*Set of tasks*:
1. Could you condense the paragraph beginning "309 merger and acquisition notifications" in the passage on Turkish merger control into a short list of its main facts?
2. Can you extend the passage on Turkish merger control past its final sentence?

Merger and Acquisitions of 2021 Being

309 merger and acquisition notifications were notified to and reviewed by the Turkish Competition Authority (“TCA”) in 2021. TCA has granted authorization to 277 of them, conditional authorization to 3 of them, and has found that 29 of them are not subject to an authorization at all. It is seen that 37 of the merger and acquisition notifications examined in 2021, were related to the chemical and mining sectors, 32 of them were related to the information technology sector, and 29 of them were related to the food industry sector.

TCA pointed out the need to update the relevant communiqués and guidelines, taking into account both the deficiencies noticed in practice and the current approach as it has announced on March 04, 2022.

In this direction, some important amendments have been made to the Communiqué Concerning the Mergers and Acquisitions Calling for the Authorization of the Competition Board numbered 2010/4 (“Communiqué”) to be effective as of May 04, 2022 by the Communiqué numbered 2022/2 (“Communiqué No. 2022/2”) issued by the TCA and published in the Official Gazette dated March 04, 2022.

Merger and Acquisition Notification Thresholds Have Been Raised

First of all, in accordance with the Communiqué No. 2022/2, the threshold of TRY 100,000,000 contained in paragraph (a) of Article 7 of the Communiqué has been updated to TRY 750,000,000 and TRY 30,000,000 to TRY 250,000,000; the threshold of TRY 500,000,000 contained in paragraph (b) of Article 7 of the Communiqué has been updated to TRY 3,000,000,000 and TRY 30,000,000 to TRY 250,000,000. Considering that the thresholds were last updated in 2013, such update was needed and found accurate when the inflation figures were also taken into account.

*Record excerpts*:
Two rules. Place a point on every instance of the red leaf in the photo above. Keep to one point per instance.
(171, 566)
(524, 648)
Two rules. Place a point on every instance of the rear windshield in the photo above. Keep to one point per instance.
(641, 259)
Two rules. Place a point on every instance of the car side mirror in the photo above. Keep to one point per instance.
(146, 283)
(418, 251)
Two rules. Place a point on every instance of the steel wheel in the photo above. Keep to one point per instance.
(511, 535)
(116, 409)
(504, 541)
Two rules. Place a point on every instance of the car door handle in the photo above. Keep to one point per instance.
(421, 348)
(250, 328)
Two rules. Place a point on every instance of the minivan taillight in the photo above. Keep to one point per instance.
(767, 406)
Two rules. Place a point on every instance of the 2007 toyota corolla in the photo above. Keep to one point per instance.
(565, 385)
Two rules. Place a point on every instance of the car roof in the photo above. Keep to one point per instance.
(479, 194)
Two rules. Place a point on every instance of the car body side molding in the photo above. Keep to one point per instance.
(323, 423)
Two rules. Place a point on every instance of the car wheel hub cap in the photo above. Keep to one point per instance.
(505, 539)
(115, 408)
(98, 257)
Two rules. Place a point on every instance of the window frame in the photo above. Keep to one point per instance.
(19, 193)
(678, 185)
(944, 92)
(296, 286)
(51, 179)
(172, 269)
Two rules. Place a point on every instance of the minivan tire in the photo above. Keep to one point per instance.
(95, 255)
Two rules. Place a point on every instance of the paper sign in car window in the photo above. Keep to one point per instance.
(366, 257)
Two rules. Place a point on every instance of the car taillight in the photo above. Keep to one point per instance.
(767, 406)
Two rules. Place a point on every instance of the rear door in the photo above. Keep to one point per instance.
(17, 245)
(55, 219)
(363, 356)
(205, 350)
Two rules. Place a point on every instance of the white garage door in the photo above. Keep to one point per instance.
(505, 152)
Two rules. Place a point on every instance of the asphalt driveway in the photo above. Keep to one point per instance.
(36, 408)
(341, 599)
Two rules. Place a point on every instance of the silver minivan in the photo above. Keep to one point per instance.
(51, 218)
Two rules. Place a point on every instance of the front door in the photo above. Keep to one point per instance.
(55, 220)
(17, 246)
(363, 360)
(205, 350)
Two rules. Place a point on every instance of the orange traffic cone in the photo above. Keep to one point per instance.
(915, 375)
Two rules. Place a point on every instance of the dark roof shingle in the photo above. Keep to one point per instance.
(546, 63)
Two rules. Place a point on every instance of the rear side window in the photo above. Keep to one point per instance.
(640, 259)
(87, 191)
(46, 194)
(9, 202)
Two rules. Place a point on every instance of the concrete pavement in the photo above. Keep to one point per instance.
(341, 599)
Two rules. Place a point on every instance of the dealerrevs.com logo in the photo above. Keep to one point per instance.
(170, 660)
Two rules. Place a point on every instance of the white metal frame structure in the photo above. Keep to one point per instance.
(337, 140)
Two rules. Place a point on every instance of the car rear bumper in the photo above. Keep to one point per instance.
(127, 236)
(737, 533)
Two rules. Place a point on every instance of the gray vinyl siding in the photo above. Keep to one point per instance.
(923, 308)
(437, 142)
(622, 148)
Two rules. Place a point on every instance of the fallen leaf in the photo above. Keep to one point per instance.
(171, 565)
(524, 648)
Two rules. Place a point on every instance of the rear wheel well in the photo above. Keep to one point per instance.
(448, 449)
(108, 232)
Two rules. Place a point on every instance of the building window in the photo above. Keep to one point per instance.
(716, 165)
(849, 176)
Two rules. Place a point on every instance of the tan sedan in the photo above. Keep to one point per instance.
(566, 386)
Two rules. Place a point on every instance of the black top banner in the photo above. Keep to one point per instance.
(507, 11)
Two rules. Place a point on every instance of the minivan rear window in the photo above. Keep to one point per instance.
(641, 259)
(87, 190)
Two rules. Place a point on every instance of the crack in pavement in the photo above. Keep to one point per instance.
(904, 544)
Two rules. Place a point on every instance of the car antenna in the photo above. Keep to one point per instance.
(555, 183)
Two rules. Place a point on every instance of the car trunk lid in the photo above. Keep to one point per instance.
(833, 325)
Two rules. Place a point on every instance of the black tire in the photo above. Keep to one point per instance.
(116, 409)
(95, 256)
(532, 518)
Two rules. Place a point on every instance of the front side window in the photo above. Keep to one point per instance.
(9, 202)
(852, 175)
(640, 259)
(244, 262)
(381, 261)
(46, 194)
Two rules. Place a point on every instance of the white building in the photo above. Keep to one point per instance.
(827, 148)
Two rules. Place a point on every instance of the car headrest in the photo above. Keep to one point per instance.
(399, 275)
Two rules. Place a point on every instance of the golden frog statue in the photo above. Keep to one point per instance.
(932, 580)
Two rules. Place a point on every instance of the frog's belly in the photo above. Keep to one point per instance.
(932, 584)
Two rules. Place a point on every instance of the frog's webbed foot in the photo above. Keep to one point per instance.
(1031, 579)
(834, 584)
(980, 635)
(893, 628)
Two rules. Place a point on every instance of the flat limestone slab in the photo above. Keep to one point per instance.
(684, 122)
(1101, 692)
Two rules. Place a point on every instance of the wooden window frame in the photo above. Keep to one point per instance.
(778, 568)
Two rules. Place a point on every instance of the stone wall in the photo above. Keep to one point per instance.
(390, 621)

*Task answers*:
1.
- In 2021, the TCA received and reviewed 309 merger and acquisition notifications.
- 277 were authorized, 3 received conditional authorization, and 29 were found not subject to authorization.
- The leading sectors were chemical and mining (37), information technology (32), and food industry (29).

2.
Accordingly, the final version of paragraph 1 of Article 7 of the Communique reads as follows:

“In a merger or acquisition transaction as specified under Article 5 of this Communiqué, authorization of the Board shall be required for the relevant transaction to carry legal validity in case,

(a)   Total turnovers of the transaction parties in Turkey exceed seven hundred fifty million Turkish Liras, and turnovers of at least two of the transaction parties in Turkey each exceed two hundred fifty million Turkish Liras, or

(b)   The asset or activity subject to acquisition in acquisition transactions, and at least one of the parties of the transaction in merger transactions have a turnover in Turkey exceeding two hundred fifty million Turkish Liras and the other party of the transactions has a global turnover exceeding three billion Turkish Liras.”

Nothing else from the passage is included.